_Objectif visé_. Pouvez-vous présenter sous forme de liste JSON de chaînes le passage allant du début des entrées ci-dessous jusqu'à la ligne qui contient "[(98, 245), (123, 247), (147, 247)]", ces deux bornes comprises ? Ne traitez que ces lignes, en mettant une chaîne par ligne et en omettant les lignes vides.

_Entrées disponibles_.
____________
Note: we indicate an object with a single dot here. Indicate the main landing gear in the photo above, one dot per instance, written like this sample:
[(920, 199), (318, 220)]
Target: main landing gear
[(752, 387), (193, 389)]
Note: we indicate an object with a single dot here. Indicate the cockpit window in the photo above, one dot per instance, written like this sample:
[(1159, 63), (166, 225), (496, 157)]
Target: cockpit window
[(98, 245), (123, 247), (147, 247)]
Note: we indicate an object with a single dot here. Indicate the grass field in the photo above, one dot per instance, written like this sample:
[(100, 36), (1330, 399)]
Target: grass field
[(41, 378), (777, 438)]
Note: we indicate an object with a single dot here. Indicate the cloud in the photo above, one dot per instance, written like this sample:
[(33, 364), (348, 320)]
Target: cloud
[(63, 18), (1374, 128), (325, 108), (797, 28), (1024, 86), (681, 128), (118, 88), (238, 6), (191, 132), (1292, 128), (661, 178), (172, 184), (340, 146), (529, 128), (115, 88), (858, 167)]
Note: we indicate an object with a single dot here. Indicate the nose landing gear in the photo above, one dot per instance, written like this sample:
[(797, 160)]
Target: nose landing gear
____________
_La réponse_.
[
  "Note: we indicate an object with a single dot here. Indicate the main landing gear in the photo above, one dot per instance, written like this sample:",
  "[(920, 199), (318, 220)]",
  "Target: main landing gear",
  "[(752, 387), (193, 389)]",
  "Note: we indicate an object with a single dot here. Indicate the cockpit window in the photo above, one dot per instance, written like this sample:",
  "[(1159, 63), (166, 225), (496, 157)]",
  "Target: cockpit window",
  "[(98, 245), (123, 247), (147, 247)]"
]